Copy character for character everything in the records below from the line containing "Could you point to the number" down to the line containing "point(166, 175)", both of those lines included.

- _PROVIDED DATA_:

## Start

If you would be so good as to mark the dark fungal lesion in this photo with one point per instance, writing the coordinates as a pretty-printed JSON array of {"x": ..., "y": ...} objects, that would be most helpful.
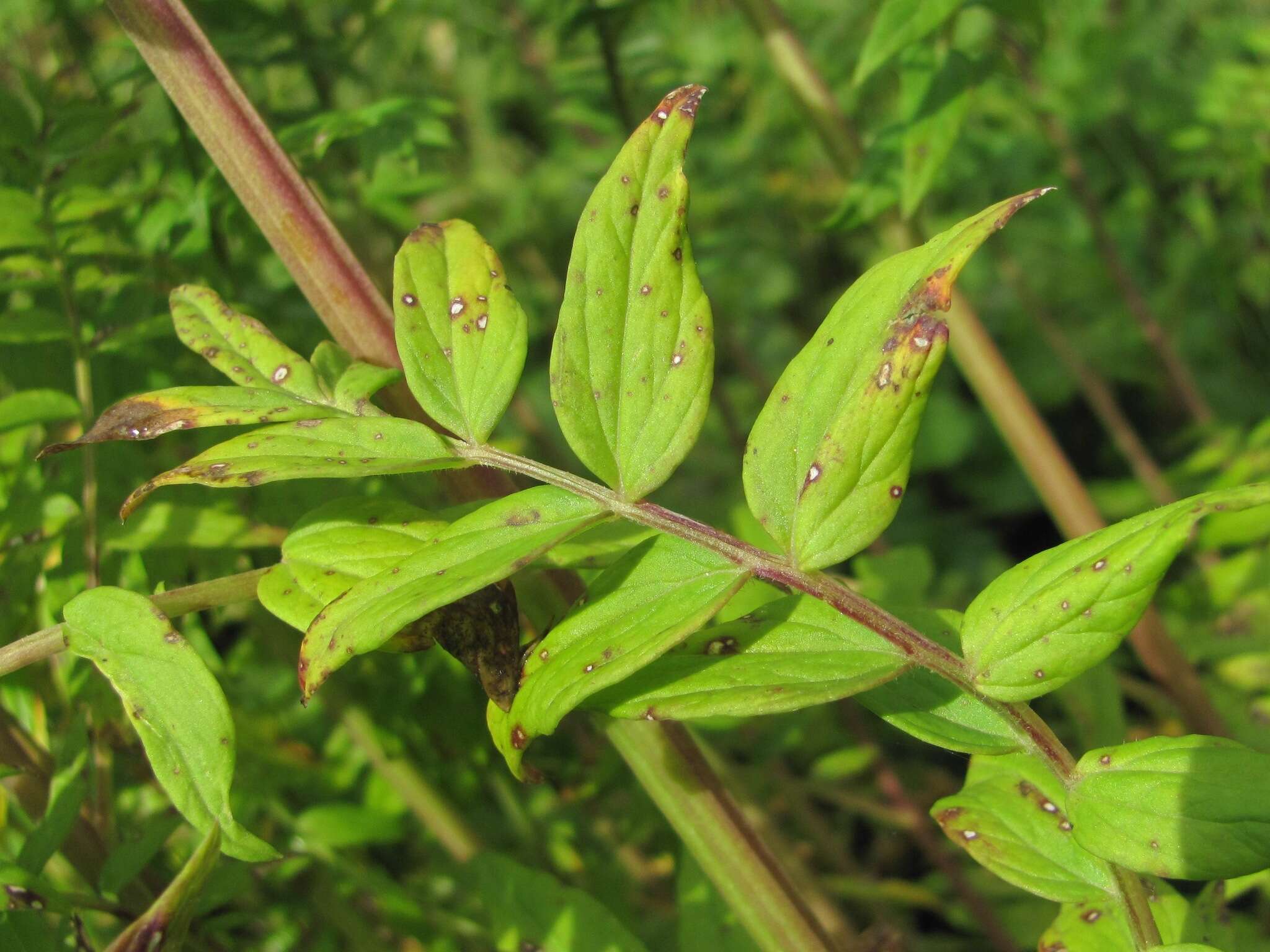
[{"x": 482, "y": 630}]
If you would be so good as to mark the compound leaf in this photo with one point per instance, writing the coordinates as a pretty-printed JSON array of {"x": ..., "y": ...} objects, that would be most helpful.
[
  {"x": 460, "y": 332},
  {"x": 828, "y": 457},
  {"x": 1061, "y": 612},
  {"x": 633, "y": 357},
  {"x": 1189, "y": 808},
  {"x": 174, "y": 703},
  {"x": 931, "y": 708},
  {"x": 241, "y": 347},
  {"x": 342, "y": 447},
  {"x": 162, "y": 412},
  {"x": 478, "y": 550},
  {"x": 786, "y": 655}
]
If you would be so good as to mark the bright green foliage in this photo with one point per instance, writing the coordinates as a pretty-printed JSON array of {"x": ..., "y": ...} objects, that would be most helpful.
[
  {"x": 789, "y": 654},
  {"x": 1065, "y": 610},
  {"x": 337, "y": 545},
  {"x": 342, "y": 447},
  {"x": 637, "y": 611},
  {"x": 351, "y": 382},
  {"x": 31, "y": 407},
  {"x": 460, "y": 332},
  {"x": 187, "y": 408},
  {"x": 898, "y": 24},
  {"x": 923, "y": 705},
  {"x": 633, "y": 357},
  {"x": 175, "y": 524},
  {"x": 827, "y": 460},
  {"x": 1100, "y": 926},
  {"x": 475, "y": 551},
  {"x": 173, "y": 702},
  {"x": 241, "y": 347},
  {"x": 1010, "y": 816},
  {"x": 1189, "y": 808},
  {"x": 166, "y": 923},
  {"x": 533, "y": 910},
  {"x": 706, "y": 924}
]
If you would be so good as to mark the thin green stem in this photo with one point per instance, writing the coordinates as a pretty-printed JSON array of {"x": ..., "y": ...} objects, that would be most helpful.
[
  {"x": 429, "y": 806},
  {"x": 1032, "y": 731},
  {"x": 680, "y": 780},
  {"x": 183, "y": 601}
]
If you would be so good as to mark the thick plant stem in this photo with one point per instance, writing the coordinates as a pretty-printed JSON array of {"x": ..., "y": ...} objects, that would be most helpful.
[
  {"x": 429, "y": 806},
  {"x": 1061, "y": 490},
  {"x": 677, "y": 776},
  {"x": 298, "y": 227},
  {"x": 1094, "y": 387},
  {"x": 183, "y": 601},
  {"x": 1033, "y": 734}
]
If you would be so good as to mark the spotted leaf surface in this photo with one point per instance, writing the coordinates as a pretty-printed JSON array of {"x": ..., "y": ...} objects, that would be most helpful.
[
  {"x": 241, "y": 347},
  {"x": 1189, "y": 808},
  {"x": 789, "y": 654},
  {"x": 633, "y": 357},
  {"x": 475, "y": 551},
  {"x": 931, "y": 708},
  {"x": 1011, "y": 818},
  {"x": 337, "y": 545},
  {"x": 189, "y": 408},
  {"x": 827, "y": 461},
  {"x": 637, "y": 611},
  {"x": 342, "y": 447},
  {"x": 1065, "y": 610},
  {"x": 460, "y": 332},
  {"x": 1099, "y": 926},
  {"x": 174, "y": 703}
]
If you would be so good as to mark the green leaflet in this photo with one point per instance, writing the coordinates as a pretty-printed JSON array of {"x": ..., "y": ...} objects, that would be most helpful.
[
  {"x": 527, "y": 909},
  {"x": 166, "y": 923},
  {"x": 478, "y": 550},
  {"x": 897, "y": 24},
  {"x": 1099, "y": 926},
  {"x": 637, "y": 611},
  {"x": 598, "y": 547},
  {"x": 30, "y": 407},
  {"x": 786, "y": 655},
  {"x": 931, "y": 708},
  {"x": 1061, "y": 612},
  {"x": 343, "y": 447},
  {"x": 161, "y": 412},
  {"x": 241, "y": 347},
  {"x": 337, "y": 545},
  {"x": 174, "y": 703},
  {"x": 633, "y": 357},
  {"x": 459, "y": 328},
  {"x": 178, "y": 526},
  {"x": 351, "y": 382},
  {"x": 1009, "y": 816},
  {"x": 943, "y": 99},
  {"x": 1189, "y": 808},
  {"x": 827, "y": 461}
]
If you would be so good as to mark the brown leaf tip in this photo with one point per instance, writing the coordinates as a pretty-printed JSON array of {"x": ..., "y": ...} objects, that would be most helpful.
[{"x": 685, "y": 98}]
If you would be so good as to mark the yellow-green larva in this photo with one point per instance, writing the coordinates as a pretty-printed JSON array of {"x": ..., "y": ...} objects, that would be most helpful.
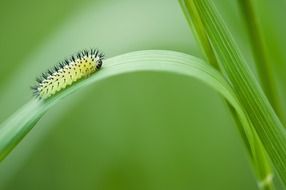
[{"x": 67, "y": 72}]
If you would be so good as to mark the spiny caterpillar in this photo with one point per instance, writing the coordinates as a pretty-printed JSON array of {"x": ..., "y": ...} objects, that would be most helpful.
[{"x": 67, "y": 72}]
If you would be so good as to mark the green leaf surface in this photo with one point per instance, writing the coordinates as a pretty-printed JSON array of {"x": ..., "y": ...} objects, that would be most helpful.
[
  {"x": 250, "y": 95},
  {"x": 18, "y": 125}
]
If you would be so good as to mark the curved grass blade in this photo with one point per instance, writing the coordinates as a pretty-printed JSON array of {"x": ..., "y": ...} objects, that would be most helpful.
[
  {"x": 251, "y": 97},
  {"x": 14, "y": 129}
]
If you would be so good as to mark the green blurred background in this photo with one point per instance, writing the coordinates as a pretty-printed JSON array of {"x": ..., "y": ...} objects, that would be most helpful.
[{"x": 137, "y": 131}]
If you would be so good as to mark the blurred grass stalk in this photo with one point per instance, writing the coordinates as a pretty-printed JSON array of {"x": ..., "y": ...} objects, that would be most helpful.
[
  {"x": 267, "y": 135},
  {"x": 260, "y": 54}
]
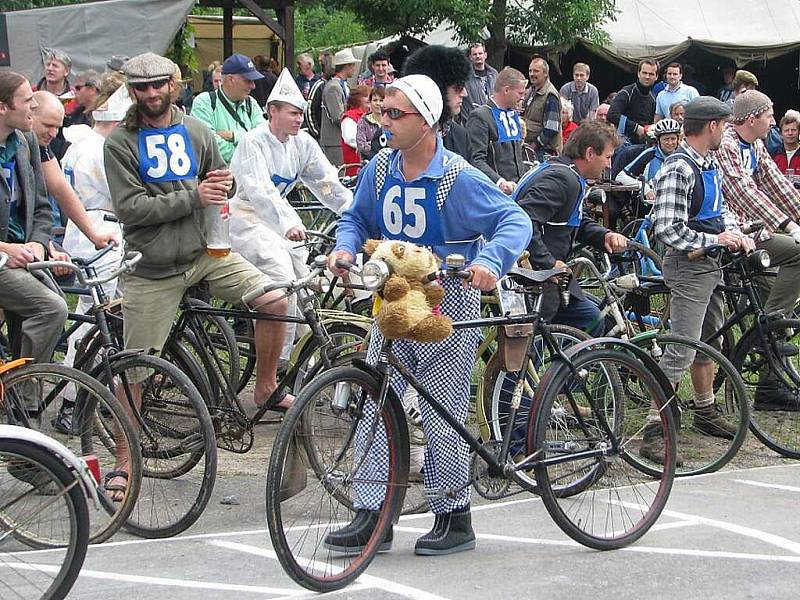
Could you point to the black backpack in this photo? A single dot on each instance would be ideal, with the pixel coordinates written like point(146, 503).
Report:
point(313, 111)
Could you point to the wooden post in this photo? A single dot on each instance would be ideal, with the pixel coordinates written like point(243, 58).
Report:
point(227, 28)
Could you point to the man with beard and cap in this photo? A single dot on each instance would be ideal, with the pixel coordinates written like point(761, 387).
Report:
point(168, 183)
point(267, 165)
point(634, 107)
point(422, 193)
point(756, 190)
point(450, 70)
point(690, 212)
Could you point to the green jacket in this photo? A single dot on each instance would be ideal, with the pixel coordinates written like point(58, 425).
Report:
point(164, 221)
point(218, 118)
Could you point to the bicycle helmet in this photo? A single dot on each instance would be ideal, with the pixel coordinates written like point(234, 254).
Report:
point(665, 126)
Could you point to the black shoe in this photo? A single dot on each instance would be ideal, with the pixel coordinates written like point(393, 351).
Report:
point(63, 420)
point(353, 537)
point(452, 532)
point(772, 395)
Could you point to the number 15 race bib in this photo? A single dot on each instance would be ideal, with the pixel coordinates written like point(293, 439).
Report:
point(166, 155)
point(509, 128)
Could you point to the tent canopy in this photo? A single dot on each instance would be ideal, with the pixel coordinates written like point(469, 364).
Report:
point(92, 32)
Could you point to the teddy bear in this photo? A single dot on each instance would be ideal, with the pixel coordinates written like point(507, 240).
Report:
point(406, 308)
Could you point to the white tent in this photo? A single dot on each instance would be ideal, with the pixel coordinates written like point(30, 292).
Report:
point(92, 32)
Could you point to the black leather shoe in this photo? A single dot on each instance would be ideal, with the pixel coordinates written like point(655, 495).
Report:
point(353, 537)
point(452, 532)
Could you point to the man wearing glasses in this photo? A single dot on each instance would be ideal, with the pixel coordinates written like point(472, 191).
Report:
point(425, 194)
point(166, 175)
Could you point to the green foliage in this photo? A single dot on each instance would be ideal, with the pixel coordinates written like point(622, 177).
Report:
point(180, 52)
point(553, 22)
point(417, 17)
point(317, 27)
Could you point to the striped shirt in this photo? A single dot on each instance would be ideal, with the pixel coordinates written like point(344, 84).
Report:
point(674, 185)
point(764, 194)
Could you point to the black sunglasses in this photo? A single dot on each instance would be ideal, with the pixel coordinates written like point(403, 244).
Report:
point(397, 113)
point(156, 85)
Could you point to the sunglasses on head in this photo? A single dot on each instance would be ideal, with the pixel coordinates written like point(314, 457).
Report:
point(156, 85)
point(397, 113)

## End

- _CORRECT RESULT_:
Could you point to the number 15 race bib in this photo? A single dot on each instance would be ideal, with the pixel coordinates written like point(293, 439).
Report:
point(166, 155)
point(509, 128)
Could you point to the tent canopy in this photo? A single dot on each instance would be ideal, with the pixel coordinates written like point(469, 364).
Report:
point(92, 32)
Could you point to the teddy bear in this photo? A single dot on each instance would be ideal, with the pixel coordinates written like point(507, 240).
Report:
point(406, 308)
Could you point to the white tent in this photo? A single dot on each instance would be ideal, with the pixel coordinates written like point(30, 292).
Report:
point(92, 32)
Could you point to the black leather shoe in this photo? A single dot on each instance would be ideal, with the pixel coordinates written like point(655, 495).
Report:
point(353, 537)
point(452, 532)
Could you point to the man wearing glasses in this photo? A single dot on each instance would be ideal, with the pixel coordinates written like point(472, 191).
Report:
point(425, 194)
point(166, 175)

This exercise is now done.